__STATED EXERCISE__: Render the whole listing below as a numbered list, skipping blank lines and leaving the pictures out.

[Labeled point records]
*-*-*

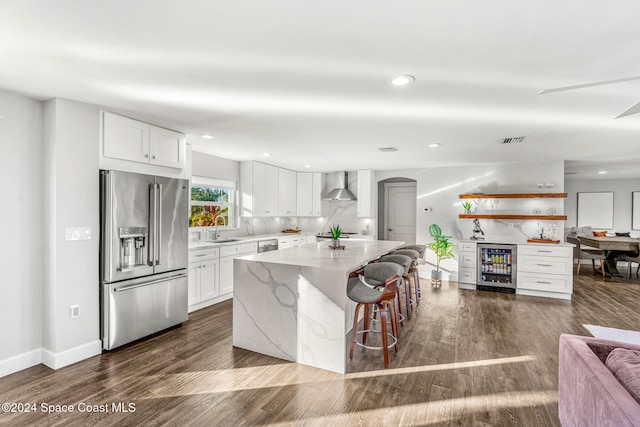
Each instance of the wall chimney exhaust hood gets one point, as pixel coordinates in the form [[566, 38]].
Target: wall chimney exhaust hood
[[341, 190]]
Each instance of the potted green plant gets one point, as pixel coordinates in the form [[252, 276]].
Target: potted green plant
[[336, 232], [443, 248]]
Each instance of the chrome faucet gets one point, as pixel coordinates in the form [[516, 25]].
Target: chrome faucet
[[216, 234]]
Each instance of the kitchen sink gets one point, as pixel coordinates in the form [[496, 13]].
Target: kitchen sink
[[223, 240]]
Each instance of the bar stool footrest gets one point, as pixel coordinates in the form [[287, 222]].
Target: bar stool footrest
[[393, 340]]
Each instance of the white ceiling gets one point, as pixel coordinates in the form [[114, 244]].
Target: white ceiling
[[307, 80]]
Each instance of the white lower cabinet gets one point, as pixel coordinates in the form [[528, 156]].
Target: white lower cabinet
[[467, 264], [227, 255], [226, 274], [203, 284], [545, 271]]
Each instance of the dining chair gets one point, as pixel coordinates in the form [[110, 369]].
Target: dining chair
[[630, 260], [593, 254]]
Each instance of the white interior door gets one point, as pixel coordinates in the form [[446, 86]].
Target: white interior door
[[400, 212]]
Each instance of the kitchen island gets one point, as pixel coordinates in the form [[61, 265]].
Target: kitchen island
[[292, 303]]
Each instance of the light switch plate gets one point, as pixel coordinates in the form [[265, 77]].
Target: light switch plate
[[77, 233]]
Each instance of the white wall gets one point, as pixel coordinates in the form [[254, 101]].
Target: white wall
[[439, 188], [622, 189], [21, 218], [214, 167], [72, 200]]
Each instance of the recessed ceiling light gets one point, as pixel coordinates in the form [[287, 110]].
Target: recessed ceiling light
[[402, 80]]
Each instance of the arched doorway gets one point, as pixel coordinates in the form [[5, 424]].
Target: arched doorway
[[397, 210]]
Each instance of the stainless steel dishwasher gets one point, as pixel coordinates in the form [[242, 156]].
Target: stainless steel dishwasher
[[267, 245]]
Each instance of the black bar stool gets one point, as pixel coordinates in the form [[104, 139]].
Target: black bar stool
[[378, 286], [415, 256], [405, 262]]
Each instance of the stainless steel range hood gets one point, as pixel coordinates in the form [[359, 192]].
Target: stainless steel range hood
[[341, 190]]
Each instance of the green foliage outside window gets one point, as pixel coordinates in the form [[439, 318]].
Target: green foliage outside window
[[207, 203]]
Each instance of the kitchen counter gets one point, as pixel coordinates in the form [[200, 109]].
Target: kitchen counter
[[205, 244], [514, 242], [292, 303]]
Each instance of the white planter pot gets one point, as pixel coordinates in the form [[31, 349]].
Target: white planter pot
[[436, 278]]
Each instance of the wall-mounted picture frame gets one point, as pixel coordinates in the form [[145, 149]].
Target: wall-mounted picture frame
[[635, 210], [595, 209]]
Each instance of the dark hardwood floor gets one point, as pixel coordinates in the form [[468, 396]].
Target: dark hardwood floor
[[466, 358]]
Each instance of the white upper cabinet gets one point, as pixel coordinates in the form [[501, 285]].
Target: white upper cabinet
[[128, 139], [166, 147], [259, 189], [125, 138], [286, 192], [366, 182], [309, 193]]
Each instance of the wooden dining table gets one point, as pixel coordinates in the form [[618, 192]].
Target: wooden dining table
[[612, 246]]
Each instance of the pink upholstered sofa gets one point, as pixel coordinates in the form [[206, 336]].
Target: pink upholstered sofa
[[588, 393]]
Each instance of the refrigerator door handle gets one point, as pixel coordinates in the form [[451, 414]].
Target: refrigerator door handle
[[159, 225], [154, 282], [151, 248]]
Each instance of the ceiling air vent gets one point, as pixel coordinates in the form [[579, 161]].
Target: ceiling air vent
[[513, 140]]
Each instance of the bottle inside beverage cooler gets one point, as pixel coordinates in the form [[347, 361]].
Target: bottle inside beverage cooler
[[497, 265]]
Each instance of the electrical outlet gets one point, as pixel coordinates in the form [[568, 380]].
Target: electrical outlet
[[74, 311]]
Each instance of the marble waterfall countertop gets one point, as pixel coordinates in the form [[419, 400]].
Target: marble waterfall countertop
[[293, 304], [513, 242], [318, 255]]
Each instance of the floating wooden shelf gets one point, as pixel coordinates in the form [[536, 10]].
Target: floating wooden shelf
[[514, 216], [514, 196]]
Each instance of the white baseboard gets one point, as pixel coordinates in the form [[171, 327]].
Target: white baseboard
[[20, 362], [209, 302], [71, 356]]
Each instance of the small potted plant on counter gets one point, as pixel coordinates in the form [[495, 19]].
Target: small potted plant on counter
[[336, 232], [443, 248]]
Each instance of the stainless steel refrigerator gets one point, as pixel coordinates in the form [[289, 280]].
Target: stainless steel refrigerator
[[143, 255]]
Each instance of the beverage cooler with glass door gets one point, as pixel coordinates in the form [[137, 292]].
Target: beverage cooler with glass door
[[497, 267]]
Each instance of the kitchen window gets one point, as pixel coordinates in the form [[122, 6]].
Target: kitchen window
[[212, 198]]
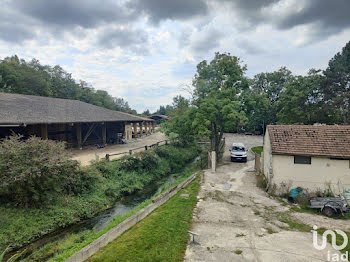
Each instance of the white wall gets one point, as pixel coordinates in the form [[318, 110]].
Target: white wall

*-*-*

__FINISHED ANSWER__:
1. Each instance of the wall chimney exhaust hood gets one point, as pixel coordinates in the form [[566, 38]].
2. Target: wall chimney exhaust hood
3. [[341, 190]]
4. Each instance of the potted green plant gets one point, as pixel coordinates in the form [[252, 276]].
5. Target: potted green plant
6. [[336, 232], [443, 248]]
7. Each instance of the chrome faucet gets one point, as pixel coordinates in the form [[516, 25]].
8. Target: chrome faucet
9. [[216, 234]]
10. Each instance of the kitchen sink gets one point, as pixel coordinates in the form [[496, 13]].
11. Target: kitchen sink
12. [[223, 240]]
13. Each instance of the bar stool footrest gets one point, as pixel coordinates in the form [[287, 222]].
14. Target: bar stool footrest
15. [[393, 340]]
16. Each instance of the white ceiling gets one point, as pixel coordinates in the form [[114, 244]].
17. Target: white ceiling
18. [[307, 80]]
19. Each instance of the white lower cabinet gets one point, as pixel coordinates in the form [[528, 156]].
20. Target: white lower cabinet
21. [[467, 264], [227, 255], [226, 274], [203, 284], [545, 271]]
22. Each instance of the dining chair gets one point, as pixel coordinates in the form [[110, 369]].
23. Target: dining chair
24. [[630, 260], [593, 254]]
25. Each instance of the white interior door gets one point, as pixel coordinates in the form [[446, 86]].
26. Target: white interior door
27. [[400, 212]]
28. Each instance of the kitchen island gets one point, as pixel coordinates in the form [[61, 265]].
29. Target: kitchen island
30. [[292, 303]]
31. Each instance of the light switch plate gets one point, as pixel coordinates in the form [[265, 77]].
32. Target: light switch plate
33. [[77, 233]]
34. Each instance of the white wall gets one point, as pixel coordinates in the form [[254, 101]].
35. Target: white wall
36. [[439, 188], [622, 189], [21, 218], [214, 167], [72, 200]]
37. Each instance of the recessed ceiling light gets one point, as pixel coordinates in the form [[287, 110]].
38. Target: recessed ceiling light
39. [[402, 80]]
40. Each instance of the arched doorway gets one point, as pixel coordinates in the form [[5, 424]].
41. Target: arched doorway
42. [[397, 210]]
43. Each instance of the stainless steel dishwasher gets one point, as pixel coordinates in the form [[242, 156]].
44. Target: stainless steel dishwasher
45. [[267, 245]]
46. Each instance of the black bar stool gets one point, as pixel coordinates in the form [[104, 139]].
47. Target: black bar stool
48. [[378, 286], [415, 256], [405, 262]]
49. Each instance of the stainless steel range hood gets one point, as pixel coordinates in the form [[359, 192]].
50. Target: stainless steel range hood
51. [[341, 190]]
52. Each instance of the green foliage outside window gets one point, as pixel coordinates in the form [[439, 318]].
53. Target: green foliage outside window
54. [[207, 203]]
55. Each instance of the kitchen counter gets one point, as pixel coordinates in the form [[200, 109]].
56. Target: kitchen counter
57. [[205, 244], [514, 242], [292, 303]]
58. Each instance of the white planter pot gets one point, as pixel coordinates in the form [[31, 349]].
59. Target: white planter pot
60. [[436, 278]]
61. Each instance of the wall-mounted picture frame gets one point, as pixel coordinates in the form [[145, 149]].
62. Target: wall-mounted picture frame
63. [[635, 210], [595, 209]]
64. Each instance of the dark hardwood floor gets one point, as pixel coordinates in the form [[468, 396]].
65. Target: dark hardwood floor
66. [[466, 358]]
67. Each instance of the white upper cabinet gets one point, as pixel coordinates in the form [[501, 285]].
68. Target: white upper cabinet
69. [[128, 139], [166, 147], [259, 189], [125, 138], [286, 192], [366, 182], [309, 193]]
70. Each instance of the wooden dining table gets one point, as pixel coordinates in the form [[618, 192]].
71. Target: wooden dining table
72. [[612, 246]]
73. Each instance of the pink upholstered sofa gets one point, as pixel coordinates in the form [[206, 336]].
74. Target: pink upholstered sofa
75. [[588, 393]]
76. Each instance of the refrigerator door handle gets one point, as pixel coordinates in the form [[451, 414]].
77. Target: refrigerator door handle
78. [[159, 225], [154, 282], [151, 248]]
79. Each instance of the ceiling air vent gets one point, as pixel coordinates in the form [[579, 161]].
80. Target: ceiling air vent
81. [[513, 140]]
82. Each instance of the bottle inside beverage cooler gets one point, as pixel coordinates in the form [[347, 361]].
83. Target: bottle inside beverage cooler
84. [[497, 265]]
85. Each instance of the electrical outlet gets one point, as pixel coordinates in the form [[568, 380]].
86. Target: electrical outlet
87. [[74, 311]]
88. Each instance of the marble waterfall countertop gets one point, as pixel coordinates in the form [[419, 400]].
89. Target: marble waterfall countertop
90. [[293, 304], [513, 242], [318, 255]]
91. Each instance of the floating wooden shelf gets one point, as pixel coordinates in the form [[536, 10]].
92. Target: floating wooden shelf
93. [[514, 216], [514, 196]]
94. Each instance of the white baseboard gets one point, as pixel coordinates in the form [[171, 327]].
95. Target: white baseboard
96. [[20, 362], [209, 302], [71, 356]]
97. Each instance of the small potted plant on counter gets one point, as pixel coordinates in the form [[495, 19]].
98. Target: small potted plant on counter
99. [[336, 232], [443, 248]]
100. Each instance of the stainless steel refrigerator gets one point, as pixel coordinates in the form [[289, 280]].
101. Target: stainless steel refrigerator
102. [[143, 255]]
103. Each instance of the beverage cooler with glass door gets one point, as pixel coordinates in the form [[137, 292]].
104. Target: beverage cooler with glass door
105. [[497, 267]]
106. Each instance of the kitchen window gets one point, as pixel coordinates in the form [[122, 6]].
107. Target: kitchen window
108. [[212, 198]]
109. Each instance of the white wall gets one point, as pixel coordinates in the form [[318, 110]].
110. Target: white wall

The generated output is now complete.